▸ **GOAL**:
Lay out these rows as a two-column CSV with the headers instruction and response. Give one line per row, putting each row's text and its answer in one quoted field apiece, with line breaks replaced by spaces.

▸ **SOURCE MATERIAL**:
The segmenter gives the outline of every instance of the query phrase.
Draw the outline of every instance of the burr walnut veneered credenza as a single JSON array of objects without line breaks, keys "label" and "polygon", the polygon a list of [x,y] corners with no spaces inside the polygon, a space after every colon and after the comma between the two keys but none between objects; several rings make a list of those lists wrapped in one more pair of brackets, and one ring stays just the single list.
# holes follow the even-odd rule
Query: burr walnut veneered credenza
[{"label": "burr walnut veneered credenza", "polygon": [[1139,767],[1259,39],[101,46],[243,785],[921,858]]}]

▸ **RESULT FOR THIS EXERCISE**:
instruction,response
"The segmenter gives the outline of every instance of the query phrase. Draw the outline of every instance of the burr walnut veneered credenza as a single JSON array of objects without line breaks, keys ""label"" and ""polygon"", the polygon a list of [x,y] corners with no spaces inside the polygon, a space after every colon and after the comma between the two keys but none between objects; several rings make a list of those lists wrapped in one more pair of brackets, and one ring stays just the single list. # holes follow the even-odd rule Query: burr walnut veneered credenza","[{""label"": ""burr walnut veneered credenza"", ""polygon"": [[1139,767],[1259,39],[101,46],[243,785],[921,858]]}]"